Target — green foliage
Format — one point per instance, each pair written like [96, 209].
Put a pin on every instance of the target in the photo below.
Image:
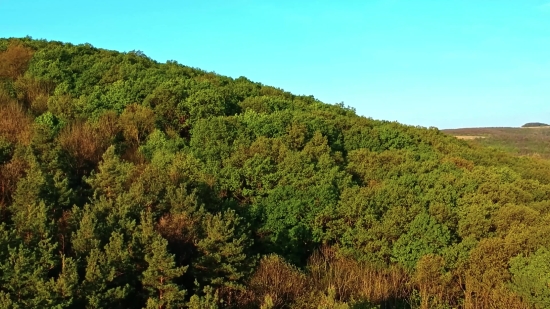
[531, 277]
[424, 236]
[127, 183]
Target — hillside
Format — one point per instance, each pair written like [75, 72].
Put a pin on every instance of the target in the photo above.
[526, 141]
[128, 183]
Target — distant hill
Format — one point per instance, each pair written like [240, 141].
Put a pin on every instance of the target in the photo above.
[534, 124]
[532, 139]
[128, 183]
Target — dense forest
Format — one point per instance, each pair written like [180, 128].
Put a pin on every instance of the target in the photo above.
##############################
**Task goal**
Return the full listing exactly as it appears above, without its pictures.

**Written answer**
Target — green foliage
Format — one point per instance, each pair written like [96, 209].
Put a pin on every instance of the target in the photo below.
Image:
[531, 277]
[424, 236]
[127, 183]
Target — hillside
Format — one point per instance, each pair written like [75, 72].
Put a pin on every instance of the target in the photo above.
[526, 141]
[128, 183]
Target — distant hill
Format — one point per instance, each pair written like [240, 141].
Put a pin on every instance of the target in the photo above.
[534, 124]
[532, 139]
[128, 183]
Target — dense forest
Format — one point per instance, each pair written like [180, 128].
Put a pin on every instance of the target in the photo above.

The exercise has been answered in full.